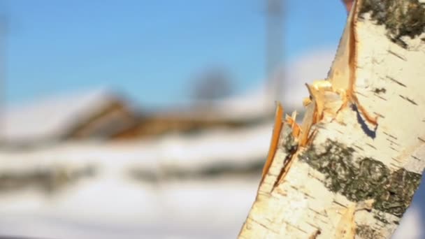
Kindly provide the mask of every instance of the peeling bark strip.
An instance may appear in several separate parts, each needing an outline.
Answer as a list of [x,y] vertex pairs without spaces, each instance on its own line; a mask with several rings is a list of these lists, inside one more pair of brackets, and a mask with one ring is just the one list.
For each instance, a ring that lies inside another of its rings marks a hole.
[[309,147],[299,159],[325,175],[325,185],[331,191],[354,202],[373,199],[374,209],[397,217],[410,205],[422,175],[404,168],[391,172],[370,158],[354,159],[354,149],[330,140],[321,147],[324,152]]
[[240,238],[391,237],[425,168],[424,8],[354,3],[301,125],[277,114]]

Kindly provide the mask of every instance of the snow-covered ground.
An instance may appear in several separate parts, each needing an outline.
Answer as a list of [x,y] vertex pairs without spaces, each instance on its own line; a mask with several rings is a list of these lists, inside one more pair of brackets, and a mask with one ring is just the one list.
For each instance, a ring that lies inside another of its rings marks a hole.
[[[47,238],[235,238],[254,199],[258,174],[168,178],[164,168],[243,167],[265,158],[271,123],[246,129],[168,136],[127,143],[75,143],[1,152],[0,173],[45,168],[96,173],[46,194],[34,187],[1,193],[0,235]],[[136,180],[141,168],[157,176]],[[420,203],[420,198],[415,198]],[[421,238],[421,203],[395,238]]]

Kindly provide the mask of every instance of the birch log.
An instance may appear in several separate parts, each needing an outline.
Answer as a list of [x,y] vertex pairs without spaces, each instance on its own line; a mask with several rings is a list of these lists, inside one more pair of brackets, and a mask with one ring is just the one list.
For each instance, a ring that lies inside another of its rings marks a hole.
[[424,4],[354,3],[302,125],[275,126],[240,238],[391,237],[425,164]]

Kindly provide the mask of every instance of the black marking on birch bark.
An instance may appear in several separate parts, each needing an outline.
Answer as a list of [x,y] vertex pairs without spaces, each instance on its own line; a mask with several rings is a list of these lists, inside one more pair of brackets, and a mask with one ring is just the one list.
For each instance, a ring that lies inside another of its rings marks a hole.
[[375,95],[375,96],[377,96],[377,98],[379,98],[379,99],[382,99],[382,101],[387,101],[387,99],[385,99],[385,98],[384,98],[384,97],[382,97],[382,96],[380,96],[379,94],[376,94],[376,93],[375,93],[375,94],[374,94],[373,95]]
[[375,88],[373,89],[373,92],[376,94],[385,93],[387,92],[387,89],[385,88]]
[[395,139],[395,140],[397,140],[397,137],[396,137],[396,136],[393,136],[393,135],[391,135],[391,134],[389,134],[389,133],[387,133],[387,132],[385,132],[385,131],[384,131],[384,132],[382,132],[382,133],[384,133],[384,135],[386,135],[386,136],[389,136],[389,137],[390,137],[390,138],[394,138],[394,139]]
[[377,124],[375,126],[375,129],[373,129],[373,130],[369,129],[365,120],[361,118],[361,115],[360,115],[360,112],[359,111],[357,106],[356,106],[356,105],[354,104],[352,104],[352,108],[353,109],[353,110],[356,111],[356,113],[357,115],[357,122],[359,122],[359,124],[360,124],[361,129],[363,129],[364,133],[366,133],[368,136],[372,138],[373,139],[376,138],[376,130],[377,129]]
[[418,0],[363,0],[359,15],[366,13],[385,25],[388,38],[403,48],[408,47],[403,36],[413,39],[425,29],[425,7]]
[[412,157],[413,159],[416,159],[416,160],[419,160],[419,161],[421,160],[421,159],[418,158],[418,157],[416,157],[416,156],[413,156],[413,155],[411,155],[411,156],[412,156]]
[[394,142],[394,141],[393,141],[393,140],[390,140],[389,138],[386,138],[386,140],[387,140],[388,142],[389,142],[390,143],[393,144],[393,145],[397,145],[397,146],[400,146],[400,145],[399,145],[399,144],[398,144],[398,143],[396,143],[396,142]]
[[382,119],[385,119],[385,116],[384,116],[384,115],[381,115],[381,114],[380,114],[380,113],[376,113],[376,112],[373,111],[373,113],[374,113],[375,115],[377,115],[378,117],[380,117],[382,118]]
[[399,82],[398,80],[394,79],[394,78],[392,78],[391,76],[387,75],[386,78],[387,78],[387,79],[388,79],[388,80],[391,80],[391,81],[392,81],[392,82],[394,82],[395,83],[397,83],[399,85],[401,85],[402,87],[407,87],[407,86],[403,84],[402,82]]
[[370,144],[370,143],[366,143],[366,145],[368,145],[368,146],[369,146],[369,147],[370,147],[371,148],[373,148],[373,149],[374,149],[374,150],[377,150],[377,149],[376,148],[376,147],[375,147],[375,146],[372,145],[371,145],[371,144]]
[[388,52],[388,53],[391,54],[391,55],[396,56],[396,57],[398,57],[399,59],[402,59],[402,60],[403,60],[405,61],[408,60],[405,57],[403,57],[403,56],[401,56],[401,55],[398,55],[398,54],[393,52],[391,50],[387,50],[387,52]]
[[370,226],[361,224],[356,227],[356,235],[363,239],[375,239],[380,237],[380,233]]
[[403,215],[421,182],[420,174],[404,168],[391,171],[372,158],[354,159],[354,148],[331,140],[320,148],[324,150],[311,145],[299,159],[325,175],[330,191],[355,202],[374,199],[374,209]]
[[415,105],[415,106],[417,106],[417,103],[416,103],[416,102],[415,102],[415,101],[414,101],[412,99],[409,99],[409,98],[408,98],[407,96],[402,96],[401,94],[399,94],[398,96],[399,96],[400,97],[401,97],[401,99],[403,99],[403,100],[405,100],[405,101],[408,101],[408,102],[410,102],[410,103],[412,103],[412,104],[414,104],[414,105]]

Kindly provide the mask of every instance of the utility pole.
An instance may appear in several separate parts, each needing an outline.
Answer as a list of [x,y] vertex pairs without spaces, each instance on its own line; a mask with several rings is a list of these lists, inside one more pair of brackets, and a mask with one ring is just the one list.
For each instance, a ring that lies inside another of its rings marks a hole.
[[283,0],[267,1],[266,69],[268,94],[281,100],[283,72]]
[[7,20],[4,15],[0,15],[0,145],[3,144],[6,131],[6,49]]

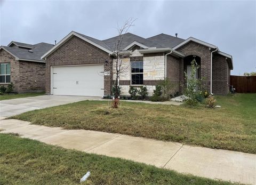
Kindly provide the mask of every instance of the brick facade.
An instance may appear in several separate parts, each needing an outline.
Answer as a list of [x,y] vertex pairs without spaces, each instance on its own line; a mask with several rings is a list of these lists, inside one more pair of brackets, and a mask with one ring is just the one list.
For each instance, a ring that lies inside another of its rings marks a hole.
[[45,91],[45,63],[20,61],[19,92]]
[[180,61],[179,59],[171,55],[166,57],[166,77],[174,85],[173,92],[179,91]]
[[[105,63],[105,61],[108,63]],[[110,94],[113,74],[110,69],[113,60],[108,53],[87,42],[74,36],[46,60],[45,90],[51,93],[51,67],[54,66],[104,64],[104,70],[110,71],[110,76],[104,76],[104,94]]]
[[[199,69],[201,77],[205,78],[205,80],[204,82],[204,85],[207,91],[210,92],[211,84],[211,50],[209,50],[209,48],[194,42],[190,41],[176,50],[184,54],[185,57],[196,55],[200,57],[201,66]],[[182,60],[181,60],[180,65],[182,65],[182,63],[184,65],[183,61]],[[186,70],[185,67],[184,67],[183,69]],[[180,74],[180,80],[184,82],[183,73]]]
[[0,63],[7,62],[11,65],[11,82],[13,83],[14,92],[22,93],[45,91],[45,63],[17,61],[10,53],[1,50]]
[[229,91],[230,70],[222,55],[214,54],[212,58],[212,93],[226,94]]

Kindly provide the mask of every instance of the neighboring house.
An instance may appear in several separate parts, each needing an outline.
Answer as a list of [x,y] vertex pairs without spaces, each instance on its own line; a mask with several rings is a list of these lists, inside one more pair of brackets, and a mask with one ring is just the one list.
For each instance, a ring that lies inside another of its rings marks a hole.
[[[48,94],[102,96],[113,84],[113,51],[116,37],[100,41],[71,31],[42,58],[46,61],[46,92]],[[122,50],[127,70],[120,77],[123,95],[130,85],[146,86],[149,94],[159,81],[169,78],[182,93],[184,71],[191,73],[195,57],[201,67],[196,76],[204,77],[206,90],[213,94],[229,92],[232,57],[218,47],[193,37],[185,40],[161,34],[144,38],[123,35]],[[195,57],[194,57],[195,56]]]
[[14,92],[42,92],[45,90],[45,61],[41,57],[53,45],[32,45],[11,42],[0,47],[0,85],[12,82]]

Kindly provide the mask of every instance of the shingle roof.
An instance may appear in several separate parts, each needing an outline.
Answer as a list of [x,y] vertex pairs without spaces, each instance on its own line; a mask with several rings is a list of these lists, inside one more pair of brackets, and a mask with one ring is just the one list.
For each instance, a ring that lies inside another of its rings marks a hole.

> _Your goal_
Which lines in the listing above contain the string "bark" with matching case? Find each one and copy it out.

> _The reply_
Kindly provide the mask of every instance of the peeling bark strip.
Kindly provide the mask of every instance of the black marking on birch bark.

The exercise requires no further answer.